Set problem: Could you give these lines as a numbered list, leaving out any blank lines?

═══ Entries

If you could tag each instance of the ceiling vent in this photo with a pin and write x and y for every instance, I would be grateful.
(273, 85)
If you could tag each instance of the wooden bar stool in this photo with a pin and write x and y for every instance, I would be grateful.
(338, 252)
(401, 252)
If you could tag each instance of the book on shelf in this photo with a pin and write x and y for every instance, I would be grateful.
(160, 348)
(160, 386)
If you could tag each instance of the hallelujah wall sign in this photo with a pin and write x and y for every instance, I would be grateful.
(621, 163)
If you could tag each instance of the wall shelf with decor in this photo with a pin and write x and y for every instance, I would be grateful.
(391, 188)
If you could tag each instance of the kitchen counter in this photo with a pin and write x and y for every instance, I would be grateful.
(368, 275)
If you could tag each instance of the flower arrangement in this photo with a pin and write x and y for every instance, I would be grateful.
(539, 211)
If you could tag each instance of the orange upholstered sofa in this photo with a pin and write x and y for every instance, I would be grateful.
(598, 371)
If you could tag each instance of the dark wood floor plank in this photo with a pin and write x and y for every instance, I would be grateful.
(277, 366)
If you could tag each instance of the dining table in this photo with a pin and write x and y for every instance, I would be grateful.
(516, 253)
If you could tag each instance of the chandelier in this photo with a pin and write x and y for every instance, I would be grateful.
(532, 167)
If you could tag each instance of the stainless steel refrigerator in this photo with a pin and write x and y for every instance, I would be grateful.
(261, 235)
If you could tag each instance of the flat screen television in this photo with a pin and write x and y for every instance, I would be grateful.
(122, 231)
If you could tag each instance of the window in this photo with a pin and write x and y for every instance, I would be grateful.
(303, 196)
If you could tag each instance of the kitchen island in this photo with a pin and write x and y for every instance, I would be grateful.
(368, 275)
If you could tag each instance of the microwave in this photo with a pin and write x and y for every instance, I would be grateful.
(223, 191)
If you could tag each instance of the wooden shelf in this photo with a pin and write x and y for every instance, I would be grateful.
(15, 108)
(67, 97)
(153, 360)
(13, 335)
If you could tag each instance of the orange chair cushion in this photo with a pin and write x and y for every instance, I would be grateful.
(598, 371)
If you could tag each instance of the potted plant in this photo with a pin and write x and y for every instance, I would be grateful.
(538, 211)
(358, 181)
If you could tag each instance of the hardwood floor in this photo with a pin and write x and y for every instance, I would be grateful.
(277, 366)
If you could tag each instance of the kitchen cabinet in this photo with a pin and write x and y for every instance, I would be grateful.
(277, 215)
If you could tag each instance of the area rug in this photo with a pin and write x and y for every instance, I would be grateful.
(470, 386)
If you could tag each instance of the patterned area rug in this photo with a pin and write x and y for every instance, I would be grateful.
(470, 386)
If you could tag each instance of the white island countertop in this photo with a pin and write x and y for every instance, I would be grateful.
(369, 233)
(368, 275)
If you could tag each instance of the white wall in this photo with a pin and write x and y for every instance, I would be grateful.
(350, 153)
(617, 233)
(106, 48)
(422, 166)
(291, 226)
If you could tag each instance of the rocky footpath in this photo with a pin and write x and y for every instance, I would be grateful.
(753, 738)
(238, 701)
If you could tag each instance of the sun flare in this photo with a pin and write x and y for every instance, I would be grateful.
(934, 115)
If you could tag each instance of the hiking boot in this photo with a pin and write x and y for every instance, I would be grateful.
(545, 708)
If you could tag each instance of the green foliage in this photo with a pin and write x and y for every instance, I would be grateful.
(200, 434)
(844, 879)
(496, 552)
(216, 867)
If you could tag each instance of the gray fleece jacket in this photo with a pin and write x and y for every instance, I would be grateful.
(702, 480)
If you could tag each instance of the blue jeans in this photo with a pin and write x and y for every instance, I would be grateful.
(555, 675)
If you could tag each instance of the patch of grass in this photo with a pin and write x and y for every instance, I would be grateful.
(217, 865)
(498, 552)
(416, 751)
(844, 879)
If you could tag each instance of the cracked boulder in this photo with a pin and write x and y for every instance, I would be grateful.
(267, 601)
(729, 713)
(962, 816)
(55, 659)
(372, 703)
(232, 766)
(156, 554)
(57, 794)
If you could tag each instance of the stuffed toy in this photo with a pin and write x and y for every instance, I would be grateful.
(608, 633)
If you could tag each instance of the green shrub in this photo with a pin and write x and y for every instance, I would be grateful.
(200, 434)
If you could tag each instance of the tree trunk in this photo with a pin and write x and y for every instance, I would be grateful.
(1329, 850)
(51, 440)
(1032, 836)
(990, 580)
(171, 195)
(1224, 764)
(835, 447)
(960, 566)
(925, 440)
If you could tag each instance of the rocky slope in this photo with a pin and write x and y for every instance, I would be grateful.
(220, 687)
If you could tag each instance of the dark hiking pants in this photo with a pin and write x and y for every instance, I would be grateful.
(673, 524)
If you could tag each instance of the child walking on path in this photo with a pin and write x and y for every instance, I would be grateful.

══════

Task response:
1. If you could tag each instance of the ceiling vent in this photo with a pin and write x and y for every instance, I would be grateful.
2. (273, 85)
3. If you could tag each instance of the wooden bar stool in this photo with a pin and write x and y for every instance, I would be grateful.
4. (338, 252)
5. (401, 252)
6. If you could tag each instance of the book on shelf in this photo with a pin and write x and y for every instance, I would be grateful.
7. (160, 348)
8. (160, 386)
9. If you could tag each instance of the hallelujah wall sign in this photo with a pin and write x and y for every instance, I would be grateful.
10. (621, 163)
11. If you could tag each instance of the wall shelf with decor in this photo with a pin and write x and y for every instance, I would be grateful.
12. (391, 188)
13. If you could tag each instance of the kitchen counter in this photo with a pin and write x and y for every instance, I would be grateful.
14. (368, 275)
15. If you could tag each instance of the flower arrangement in this photo with a pin and write x and y for every instance, I would be grateful.
16. (539, 211)
17. If you could tag each instance of the orange upholstered sofa in this photo with a pin and write x and y for every instance, I would be grateful.
18. (598, 371)
19. If you could tag each instance of the dark wood floor plank in this photo with a pin and write x and y for every instance, I would be grateful.
20. (277, 366)
21. If you could tag each instance of the dining table in this photo with a pin and write x and y for every instance, I would be grateful.
22. (516, 253)
23. If you could tag each instance of the chandelier in this photo with a pin and write x and y for every instance, I would be grateful.
24. (532, 167)
25. If you could tag each instance of the stainless steel refrigerator in this photo with a pin and write x and y for every instance, I would be grateful.
26. (261, 235)
27. If you could tag each instance of the flat screen television in this photo with a pin and write x and y for every instance, I would be grateful.
28. (122, 231)
29. If you could tag each instance of the window in this photo with a pin and write x and y for every instance, I would be grateful.
30. (303, 196)
31. If you could tag each instance of the kitchen island in this photo with a pin and write x and y for every instance, I would be grateful.
32. (368, 275)
33. If you could tag each instance of the microwave in this photo with a pin and write x and y for every instance, I would be grateful.
34. (223, 191)
35. If you could tag each instance of the wooden shelf in this photo with a pin and write x and y for every instance, I would be grateful.
36. (15, 108)
37. (67, 97)
38. (153, 360)
39. (13, 335)
40. If you could tag each instance of the orange chair cushion in this photo with a pin and write x and y for every instance, I would be grateful.
41. (598, 371)
42. If you could tag each instance of the potted plant in this photo with a pin and write x and y for every instance, I would be grateful.
43. (538, 211)
44. (358, 181)
45. If you could tag each instance of the hardwood floor in this photo with a pin and write x and y for every instance, I would be grateful.
46. (277, 366)
47. If you could tag each instance of the kitchen cabinet in this photo with a pin and write x and y for every instance, I would be grateful.
48. (277, 215)
49. If you could tag each instance of the area rug in this photo with a pin and write x and y for every instance, I would be grateful.
50. (470, 386)
51. If you could tag each instance of the patterned area rug in this photo with a pin and write x and y for every instance, I would be grateful.
52. (470, 386)
53. If you could tag each instance of the white island countertop in this photo with a pin and write x and y for every instance, I would be grateful.
54. (369, 233)
55. (368, 275)
56. If you could tag each instance of the white wall in this photo with a pin and write x and y for every instance, I would be grateful.
57. (350, 153)
58. (617, 233)
59. (106, 48)
60. (422, 166)
61. (291, 226)
62. If you could tag each instance of the rocky footpath in this photo with a pin and write x and y for every instance, I would be grateful.
63. (753, 738)
64. (238, 701)
65. If you could tag each instance of the sun flare in this photo with a pin and write x and y for every instance, I would be grateful.
66. (934, 115)
67. If you could tag each instance of the hiking boot in this photo with a pin and write x and y for every instance, I would be grateful.
68. (545, 708)
69. If you could tag each instance of the green foliage in this photo with a pin and write x and y for every instance, I would be grateful.
70. (200, 434)
71. (844, 879)
72. (496, 552)
73. (216, 867)
74. If you could tag each instance of the gray fleece jacket in this photo with a pin and write x and y for every instance, I would be grateful.
75. (702, 480)
76. If you could tag each instance of the blue jeans in this photo with a pin and write x and y for every instance, I would be grateful.
77. (555, 675)
78. If you could tag each instance of the patch of grass in this photo with a pin and write x and y for every instance, I would be grateful.
79. (217, 865)
80. (498, 552)
81. (416, 751)
82. (844, 879)
83. If you could tag each instance of the cracked boulder in this photo with a pin and write x and y for every instance, I would be grateful.
84. (267, 601)
85. (729, 713)
86. (962, 816)
87. (55, 659)
88. (372, 703)
89. (232, 766)
90. (156, 554)
91. (57, 794)
92. If you could tag each instance of the stuffed toy in this photo with a pin and write x and y for every instance, I would be grateful.
93. (608, 633)
94. If you could tag each instance of the green shrub in this photo with a pin and write x and y for every instance, I would be grateful.
95. (200, 434)
96. If you could tag each instance of the tree trunk in this photo with a pin and write x and y for every instance, I would be grateful.
97. (1329, 850)
98. (51, 440)
99. (1032, 836)
100. (990, 580)
101. (171, 195)
102. (1224, 764)
103. (835, 447)
104. (960, 566)
105. (925, 440)
106. If you could tag each instance of the rocky slope in this photo with a pin and write x and y for every instance, I would be grateful.
107. (220, 687)
108. If you could tag each instance of the dark hiking pants in this photo with a pin and write x and y for every instance, I would be grateful.
109. (673, 524)
110. If you could tag each instance of the child walking on path in this photo with a pin and write x and y for every instance, I would be grateful.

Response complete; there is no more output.